Oh, then, “Jerusalem wash thy heart from wickedness that thou mayest be saved"! (Jer. iv. 14.) Trust not to those who are crying "Peace, peace, when there is no peace”—who, for fear of disturbing thee on thy death bed, would soothe thee with flattering representations of thy health, when thou art dying! Oh rather listen to the still small voice of the spirit of truth, which, pointing to the way of reformation by the life of the commandments, says, "This is the way, walk ye in it." And be ye well assured, "If ye be willing and obedient, ye shall eat the good of the land. But if ye refuse and rebel, ye shall be devoured with the sword: for the mouth of the Lord hath spoken it"!

SERMON XIX.

JOHN, III. 5.

"Jesus answered, Verily, verily, I say unto thee, except a man be born of water and the spirit, he cannot enter into the kingdom of God."

THESE words suggest two topics of discourse: first, what is meant by being born of water and the spirit; and, second, the impossibility of entering into the kingdom of God without this

birth.

Reserving the necessity of a new birth for another discourse, we shall, in this, first take a view of man's state before regeneration, in order that we may see more distinctly the nature of that change which regeneration effects; and then consider the means by which this change is wrought; which will lead us to unfold the scriptural meaning of the being born of water and the spirit.

Paul says that is first which is natural, and afterwards that which is spiritual. This, as it regards man, is a universal truth. In general, then, regeneration is the bringing us from a natural into a spiritual state.

But what is radically and distinctively our state by nature? It is all-important that we should have right ideas on this point. For according to our views of this will be our views of religion, and the change which religion effects. And hence if our view's on this point are erroneous, our religion will be false, and we shall stop short of that change which is indispensable to our salvation.

It is very generally thought that our state by nature is depraved. It is admitted that we are fallen creatures; that we are prone to evil and this continually; that "the whole head is

sick, and the whole heart faint;" that "the heart is deceitful above all things, and desperately wicked; but, in the minds of most people, the conception of this scriptural truth amounts to nothing more than a general and vague impression that we are evil, without distinctly knowing in what this evil consists. It is true we can discern that we are by nature inclined to anger, hatred, malice, revenge, cruelty, unkindness, and many other evil feelings; and that we are continually prone to give vent to these feelings, and to adopt and maintain those false maxims which justify or palliate their indulgence. But these evil feelings, maxims and acts are only effects of a cause, with which many seem not to be acquainted. And as these effects may be restrained and modified by even the cause from which they proceed; hence many people rest satisfied with an alteration of the effects, without an alteration or removal of the cause. The cause is in the ruling love, and the effects are in the affections and thoughts, or the motives and maxims, which proceed from this love and determine themselves in act.

--------------------------------

**SET TASK 1**
Copy from the sermon passage the portion starting with "Reserving the necessity" and going on through "a spiritual state.", word for word.

--------------------------------

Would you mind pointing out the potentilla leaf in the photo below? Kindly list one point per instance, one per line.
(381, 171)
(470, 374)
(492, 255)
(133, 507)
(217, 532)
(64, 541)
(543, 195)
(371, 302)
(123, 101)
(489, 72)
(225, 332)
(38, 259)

--------------------------------

**SET TASK 2**
Rewrite every line of the entries above, including the requests, with each point coordinate in the answers multiplied by 2.25 and rounded to a whole number, halves rounded up. Leave the requests as they are.

**OUTPUT 1**
Reserving the necessity of a new birth for another discourse, we shall, in this, first take a view of man's state before regeneration, in order that we may see more distinctly the nature of that change which regeneration effects; and then consider the means by which this change is wrought; which will lead us to unfold the scriptural meaning of the being born of water and the spirit.

Paul says that is first which is natural, and afterwards that which is spiritual. This, as it regards man, is a universal truth. In general, then, regeneration is the bringing us from a natural into a spiritual state.

**OUTPUT 2**
Would you mind pointing out the potentilla leaf in the photo below? Kindly list one point per instance, one per line.
(857, 385)
(1058, 842)
(1107, 574)
(299, 1141)
(488, 1197)
(144, 1217)
(1222, 439)
(835, 680)
(277, 227)
(1100, 162)
(506, 747)
(86, 583)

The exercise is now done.